- EXERCISE GOAL
List each line of the records below that contains the string "hand". Case counts.

- INFORMATION SUPPLIED

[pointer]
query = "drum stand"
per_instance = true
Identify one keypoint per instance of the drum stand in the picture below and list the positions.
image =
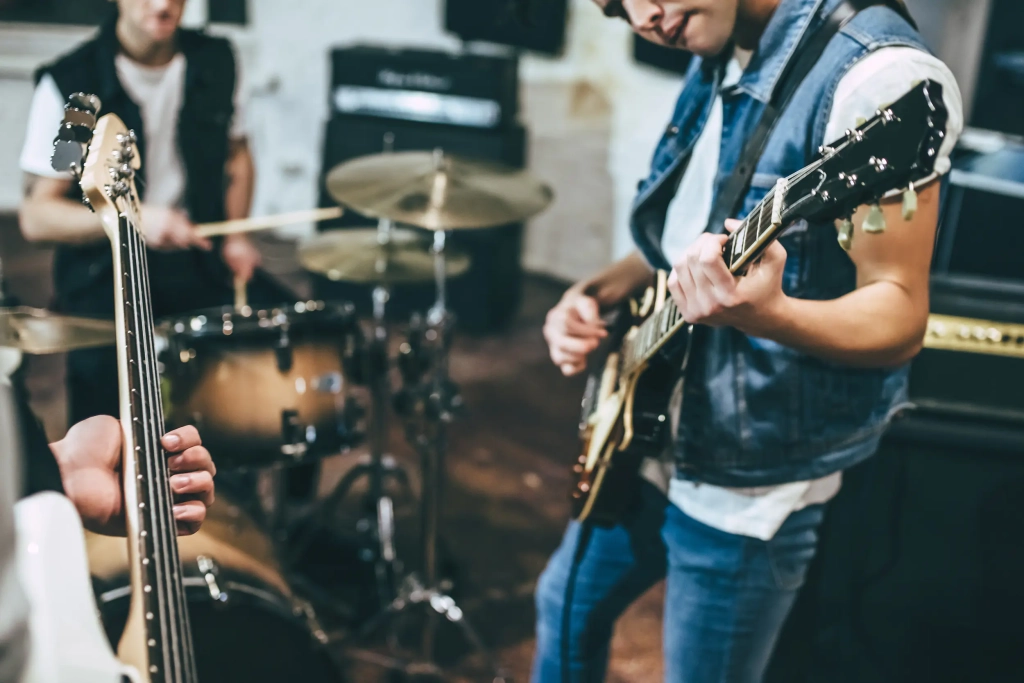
(427, 407)
(378, 465)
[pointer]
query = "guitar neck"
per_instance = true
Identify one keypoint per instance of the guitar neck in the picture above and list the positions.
(757, 231)
(158, 596)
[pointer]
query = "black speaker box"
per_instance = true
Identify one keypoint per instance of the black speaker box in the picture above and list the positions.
(531, 25)
(918, 575)
(487, 295)
(432, 86)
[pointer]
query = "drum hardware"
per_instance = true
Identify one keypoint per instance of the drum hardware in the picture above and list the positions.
(437, 191)
(427, 402)
(358, 255)
(39, 331)
(377, 527)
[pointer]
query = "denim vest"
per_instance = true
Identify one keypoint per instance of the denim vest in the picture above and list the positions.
(754, 412)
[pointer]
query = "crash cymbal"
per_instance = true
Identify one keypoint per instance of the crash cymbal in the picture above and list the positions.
(437, 191)
(357, 256)
(39, 331)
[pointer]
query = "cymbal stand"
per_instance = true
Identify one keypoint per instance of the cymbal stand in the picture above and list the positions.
(427, 403)
(379, 464)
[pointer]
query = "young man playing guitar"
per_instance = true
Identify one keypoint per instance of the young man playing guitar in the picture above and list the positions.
(796, 368)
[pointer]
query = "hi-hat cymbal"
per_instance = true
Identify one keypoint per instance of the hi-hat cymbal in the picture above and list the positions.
(437, 191)
(39, 331)
(357, 256)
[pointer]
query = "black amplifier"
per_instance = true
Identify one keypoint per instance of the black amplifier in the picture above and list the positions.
(972, 366)
(429, 86)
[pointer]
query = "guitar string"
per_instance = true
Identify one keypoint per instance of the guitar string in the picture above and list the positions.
(160, 566)
(184, 654)
(187, 662)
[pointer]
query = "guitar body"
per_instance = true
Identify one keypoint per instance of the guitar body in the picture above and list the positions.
(69, 644)
(625, 421)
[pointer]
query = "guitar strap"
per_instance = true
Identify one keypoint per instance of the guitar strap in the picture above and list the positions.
(796, 70)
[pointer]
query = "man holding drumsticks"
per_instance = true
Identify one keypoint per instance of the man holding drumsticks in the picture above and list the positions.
(178, 90)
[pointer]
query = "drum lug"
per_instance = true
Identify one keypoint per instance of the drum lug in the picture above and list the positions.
(328, 383)
(284, 354)
(292, 434)
(209, 569)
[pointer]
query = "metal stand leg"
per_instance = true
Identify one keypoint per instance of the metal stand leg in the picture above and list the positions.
(377, 467)
(429, 407)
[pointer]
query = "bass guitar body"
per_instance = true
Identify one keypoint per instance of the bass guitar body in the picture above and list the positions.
(625, 418)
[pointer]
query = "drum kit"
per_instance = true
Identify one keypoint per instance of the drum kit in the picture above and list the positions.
(273, 387)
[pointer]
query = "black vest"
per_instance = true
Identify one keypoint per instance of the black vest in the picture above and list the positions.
(83, 273)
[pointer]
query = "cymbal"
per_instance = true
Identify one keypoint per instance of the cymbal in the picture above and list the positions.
(357, 256)
(437, 191)
(39, 331)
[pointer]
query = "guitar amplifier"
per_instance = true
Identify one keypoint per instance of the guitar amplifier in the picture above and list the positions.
(973, 361)
(532, 25)
(430, 86)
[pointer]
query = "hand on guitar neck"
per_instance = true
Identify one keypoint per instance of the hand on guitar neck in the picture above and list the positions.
(707, 293)
(89, 458)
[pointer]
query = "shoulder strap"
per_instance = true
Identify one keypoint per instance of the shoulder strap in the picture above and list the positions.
(793, 75)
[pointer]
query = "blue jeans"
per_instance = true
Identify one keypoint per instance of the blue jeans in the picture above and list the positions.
(726, 596)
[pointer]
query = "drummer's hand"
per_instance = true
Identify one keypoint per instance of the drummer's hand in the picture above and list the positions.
(167, 228)
(241, 256)
(89, 458)
(573, 329)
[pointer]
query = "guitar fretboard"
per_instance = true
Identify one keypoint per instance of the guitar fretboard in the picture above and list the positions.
(739, 250)
(167, 628)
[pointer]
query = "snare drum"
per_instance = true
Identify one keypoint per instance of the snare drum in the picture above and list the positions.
(263, 386)
(247, 625)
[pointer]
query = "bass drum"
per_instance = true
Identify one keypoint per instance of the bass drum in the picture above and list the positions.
(264, 386)
(247, 626)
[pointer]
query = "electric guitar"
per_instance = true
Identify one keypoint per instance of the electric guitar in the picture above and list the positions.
(625, 409)
(157, 645)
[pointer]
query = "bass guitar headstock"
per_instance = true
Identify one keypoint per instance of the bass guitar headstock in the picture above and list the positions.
(100, 152)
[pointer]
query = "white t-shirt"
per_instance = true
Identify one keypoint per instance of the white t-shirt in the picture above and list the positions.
(159, 91)
(878, 80)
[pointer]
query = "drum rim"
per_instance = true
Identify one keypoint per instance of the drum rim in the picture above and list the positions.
(266, 318)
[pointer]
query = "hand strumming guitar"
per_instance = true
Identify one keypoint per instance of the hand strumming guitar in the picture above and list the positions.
(573, 329)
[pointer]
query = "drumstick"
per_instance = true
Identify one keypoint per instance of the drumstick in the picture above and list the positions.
(266, 222)
(240, 293)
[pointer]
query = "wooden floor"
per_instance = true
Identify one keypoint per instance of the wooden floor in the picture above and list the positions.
(504, 505)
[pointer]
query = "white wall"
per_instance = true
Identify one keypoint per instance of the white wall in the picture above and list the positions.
(593, 115)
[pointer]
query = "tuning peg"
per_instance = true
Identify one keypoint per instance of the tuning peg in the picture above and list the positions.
(85, 102)
(846, 233)
(875, 223)
(909, 203)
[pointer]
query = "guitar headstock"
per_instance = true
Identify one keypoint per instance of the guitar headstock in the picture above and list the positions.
(101, 153)
(897, 147)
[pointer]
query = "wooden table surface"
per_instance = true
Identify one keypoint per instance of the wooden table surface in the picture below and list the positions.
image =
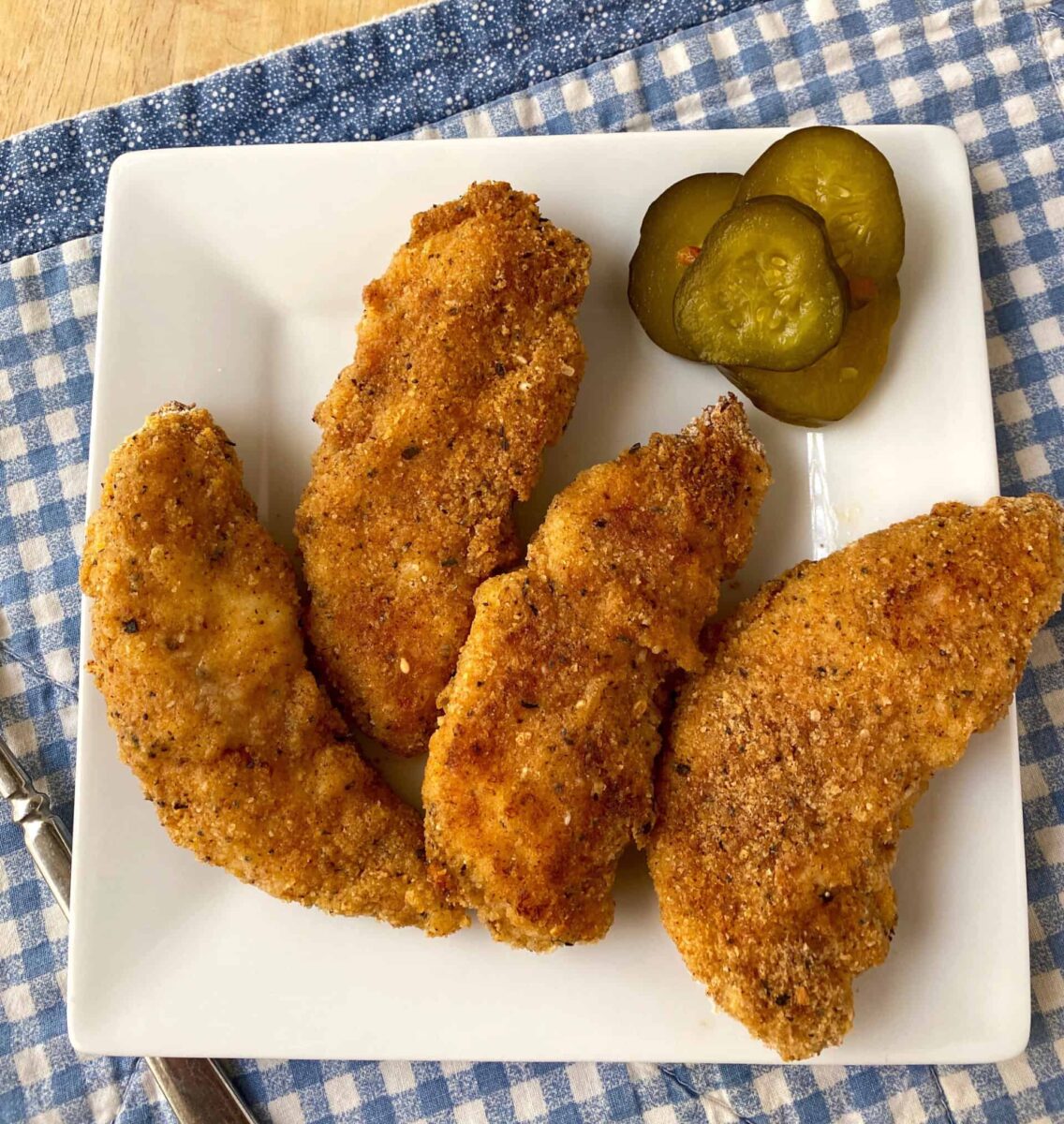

- ANSWER TO THE TASK
query = "hand on guitar neck"
Identify one keypoint per instance of the hand on guitar neck in the picture above and list the positions.
query = "drummer's hand"
Identify one keypoint per instance of the drummer's hand in the picture above and list the positions.
query = "hand strumming guitar"
Identify one keypoint per instance of the hand strumming guitar in the picture above and list the positions.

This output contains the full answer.